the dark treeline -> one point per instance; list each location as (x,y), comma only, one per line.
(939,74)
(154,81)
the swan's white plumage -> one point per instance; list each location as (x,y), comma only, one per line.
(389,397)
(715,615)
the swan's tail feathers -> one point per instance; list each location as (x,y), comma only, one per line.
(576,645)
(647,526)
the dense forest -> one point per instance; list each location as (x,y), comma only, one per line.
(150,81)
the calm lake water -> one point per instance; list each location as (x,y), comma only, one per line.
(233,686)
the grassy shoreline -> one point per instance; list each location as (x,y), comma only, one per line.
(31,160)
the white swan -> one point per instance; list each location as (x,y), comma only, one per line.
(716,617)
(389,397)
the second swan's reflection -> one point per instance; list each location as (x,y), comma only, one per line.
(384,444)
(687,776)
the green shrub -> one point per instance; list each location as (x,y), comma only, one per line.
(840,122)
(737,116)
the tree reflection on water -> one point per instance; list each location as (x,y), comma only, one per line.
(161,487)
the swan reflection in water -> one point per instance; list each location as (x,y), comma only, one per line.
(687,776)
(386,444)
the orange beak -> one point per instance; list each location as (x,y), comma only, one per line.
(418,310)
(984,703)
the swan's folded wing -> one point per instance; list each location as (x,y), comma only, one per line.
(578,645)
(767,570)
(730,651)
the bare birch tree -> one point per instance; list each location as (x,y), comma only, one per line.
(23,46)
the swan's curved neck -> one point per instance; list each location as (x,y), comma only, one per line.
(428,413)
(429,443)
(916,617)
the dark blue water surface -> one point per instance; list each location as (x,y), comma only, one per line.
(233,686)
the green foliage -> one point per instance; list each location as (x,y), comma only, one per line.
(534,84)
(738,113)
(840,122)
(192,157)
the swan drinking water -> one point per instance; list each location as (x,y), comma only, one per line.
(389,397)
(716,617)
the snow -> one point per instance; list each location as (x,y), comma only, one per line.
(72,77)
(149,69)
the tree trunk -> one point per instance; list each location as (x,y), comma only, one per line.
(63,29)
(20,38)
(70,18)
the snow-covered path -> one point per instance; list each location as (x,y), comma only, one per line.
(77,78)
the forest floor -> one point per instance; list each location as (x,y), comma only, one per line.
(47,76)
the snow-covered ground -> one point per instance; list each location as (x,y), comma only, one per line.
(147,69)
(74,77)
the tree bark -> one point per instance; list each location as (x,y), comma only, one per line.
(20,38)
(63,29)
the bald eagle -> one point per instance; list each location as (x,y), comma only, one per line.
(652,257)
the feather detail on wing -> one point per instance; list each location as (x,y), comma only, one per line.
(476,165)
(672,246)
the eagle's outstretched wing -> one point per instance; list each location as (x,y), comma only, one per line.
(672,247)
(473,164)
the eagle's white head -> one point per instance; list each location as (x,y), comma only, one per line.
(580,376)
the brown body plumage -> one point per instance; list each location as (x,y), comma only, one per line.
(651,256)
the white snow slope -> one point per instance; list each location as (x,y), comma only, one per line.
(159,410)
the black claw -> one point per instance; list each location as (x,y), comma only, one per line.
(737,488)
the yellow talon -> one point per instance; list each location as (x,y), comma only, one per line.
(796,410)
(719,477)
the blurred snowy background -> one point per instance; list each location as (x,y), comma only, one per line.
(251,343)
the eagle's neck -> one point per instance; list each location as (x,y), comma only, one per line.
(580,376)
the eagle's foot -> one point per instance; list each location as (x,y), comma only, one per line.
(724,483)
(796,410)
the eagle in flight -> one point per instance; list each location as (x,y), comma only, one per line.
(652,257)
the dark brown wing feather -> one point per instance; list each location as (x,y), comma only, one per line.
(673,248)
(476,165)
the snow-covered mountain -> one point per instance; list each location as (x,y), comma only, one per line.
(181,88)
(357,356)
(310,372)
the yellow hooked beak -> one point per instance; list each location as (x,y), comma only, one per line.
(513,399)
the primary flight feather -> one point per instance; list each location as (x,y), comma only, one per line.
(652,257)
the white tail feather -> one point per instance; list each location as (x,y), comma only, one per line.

> **Task**:
Repeat the entries above verbatim.

> **Response area**:
the dark treeline -> one point per instance; list each location as (x,y), comma only, one per line.
(939,74)
(154,81)
the swan's white plumage -> one point per instance; list each location as (x,y), comma only, one per line.
(389,397)
(715,615)
the swan's tail feathers -> one point per instance; list each location as (x,y), comma only, one per line.
(576,645)
(647,526)
the dense forest -> one point per instance; list each location as (x,y), comma only, one per line.
(150,81)
the calm lake water -> one point per instance; list each location as (x,y), comma only, one per line.
(233,686)
the grassy shoreline -> one point per instance; list each location as (x,y), comma only, one per line.
(31,160)
the white swan -> one point per instance; list each location as (x,y), comma only, one per line.
(716,617)
(389,397)
the second swan's reflection -> one point per instance; list each location as (x,y), comma only, one per line.
(384,444)
(687,776)
the green shrub -> one point per instance; list each location as (x,y), comma only, one per line.
(840,122)
(737,116)
the tree reflection on water -> one point per instance; list each location as (x,y), comma only, one per line.
(161,487)
the swan reflection in water -> one point per instance; list each location as (x,y), comma only, one per line.
(687,776)
(386,444)
the orange beak -> one point per instance; list each location as (x,y), comma only, one per line.
(418,310)
(984,703)
the swan's folded wing -> one point per instance; list each location as (x,y), comma only, one per line.
(578,645)
(767,570)
(730,651)
the bare birch tree -> one point per instance; list each location as (x,y), comma only, one per line.
(23,46)
the swan's curved neck -> one point per instance; list each location as (x,y), comma only, one per line.
(428,413)
(429,443)
(916,617)
the dark blue water surface -> one point per instance; list each location as (x,y), comma only, one per line.
(233,686)
the green foliage -> one point per instance; list each location as (x,y), comma only, one per line.
(534,84)
(738,113)
(840,122)
(192,157)
the swan drinking water -> one point per instance; list each location as (x,y), comma only, one per line.
(389,397)
(716,617)
the snow -> one point per instance; list each location as (x,y), comma only, one per line.
(72,77)
(149,69)
the tree trunk -> one point per instance; list each location as (x,y), comma only, one per line.
(63,29)
(20,38)
(70,18)
the snow-covered path -> one point per instance; list each location as (x,y), comma only, one per line.
(77,78)
the forest floor -> one point per instance; list each location as (x,y), comma only, one per line.
(47,76)
the snow-covered ground -> one point per instance; list each location as (x,y), comma only, one per line.
(147,69)
(74,77)
the tree bark -> one point per instance; list each location as (x,y), comma only, one per line.
(20,38)
(63,29)
the bald eagle -> one point per instance; list each location as (x,y), comma only, one per line.
(652,257)
the feather detail on wing -> one point per instance; list each location as (x,y), comma only, one per line.
(476,165)
(672,246)
the eagle's outstretched wing -> one point per instance; list each location as (x,y), comma only, one per line.
(672,247)
(473,164)
the eagle's white head -> one point per instance; list each location as (x,y), comma only, one per line.
(580,376)
the brown body plumage -> one point per instance; list each location as (x,y), comma only, one per line.
(651,256)
the white snow slope -> one point per instance; list each location as (x,y), comma only, one per line.
(159,410)
the black claw -> one point per instance; list each location as (x,y), comma only, one per line.
(737,488)
the yellow talon -> one point per instance; list each location as (x,y), comma only, one per line.
(796,410)
(719,477)
the blurred snowy background -> one point per instance; list each location as (x,y), comma only, one per line.
(251,343)
the eagle's neck -> one point per instance; list each location as (x,y), comma only, one per line.
(580,376)
the eagle's foot -> one point per instance; list each location as (x,y), comma only, one per line.
(724,483)
(796,410)
the eagle in flight -> one point per instance; list each location as (x,y), comma only, one per line.
(652,257)
the dark brown wing feather -> one point per instance; list each location as (x,y), comma only, one per line.
(673,248)
(476,165)
the snow-covered mountain -> one point per instance; list each location as (x,y), comma only, one per line.
(181,88)
(357,356)
(310,372)
the yellow hooked beak -> one point per instance; list each location as (x,y), comma only, one per line.
(513,399)
the primary flight feather -> one point per instance; list each location as (x,y), comma only, one per line.
(652,257)
the white tail feather -> one point per instance; list each location as (x,y), comma only, one per line.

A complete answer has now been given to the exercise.